Data shown -
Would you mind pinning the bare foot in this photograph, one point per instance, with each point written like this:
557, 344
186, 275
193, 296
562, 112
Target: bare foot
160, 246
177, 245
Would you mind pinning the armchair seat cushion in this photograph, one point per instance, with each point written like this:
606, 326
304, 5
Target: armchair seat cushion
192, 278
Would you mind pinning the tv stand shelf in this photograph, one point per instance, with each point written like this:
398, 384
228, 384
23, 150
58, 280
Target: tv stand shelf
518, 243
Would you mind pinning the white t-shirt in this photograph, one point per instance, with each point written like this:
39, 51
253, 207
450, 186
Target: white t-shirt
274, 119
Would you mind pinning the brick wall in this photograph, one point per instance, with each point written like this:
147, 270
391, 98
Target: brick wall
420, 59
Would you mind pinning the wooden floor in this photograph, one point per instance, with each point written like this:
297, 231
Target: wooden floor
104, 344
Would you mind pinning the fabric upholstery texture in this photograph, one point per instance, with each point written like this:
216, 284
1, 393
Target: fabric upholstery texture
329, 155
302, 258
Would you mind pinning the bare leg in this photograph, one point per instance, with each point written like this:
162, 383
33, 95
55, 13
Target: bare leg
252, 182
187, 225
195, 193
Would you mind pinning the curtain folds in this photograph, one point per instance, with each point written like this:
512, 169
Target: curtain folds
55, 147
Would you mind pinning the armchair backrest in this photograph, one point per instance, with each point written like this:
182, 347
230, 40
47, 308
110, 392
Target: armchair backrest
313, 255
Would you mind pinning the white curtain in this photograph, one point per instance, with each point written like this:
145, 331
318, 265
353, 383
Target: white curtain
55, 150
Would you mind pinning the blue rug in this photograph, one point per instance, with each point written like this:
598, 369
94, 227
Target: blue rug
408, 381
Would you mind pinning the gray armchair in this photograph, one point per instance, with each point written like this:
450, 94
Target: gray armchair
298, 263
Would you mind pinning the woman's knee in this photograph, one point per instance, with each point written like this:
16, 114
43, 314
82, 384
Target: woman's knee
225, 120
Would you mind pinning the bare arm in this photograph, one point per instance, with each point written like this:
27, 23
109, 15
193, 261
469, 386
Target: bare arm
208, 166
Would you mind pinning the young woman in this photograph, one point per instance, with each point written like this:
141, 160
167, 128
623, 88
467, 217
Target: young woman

Problem details -
Would you copy every line of the entries that includes the word "young"?

Written response -
Would you mind pinning the young woman in this photograph, one point per instance, with each point written like this:
Target: young woman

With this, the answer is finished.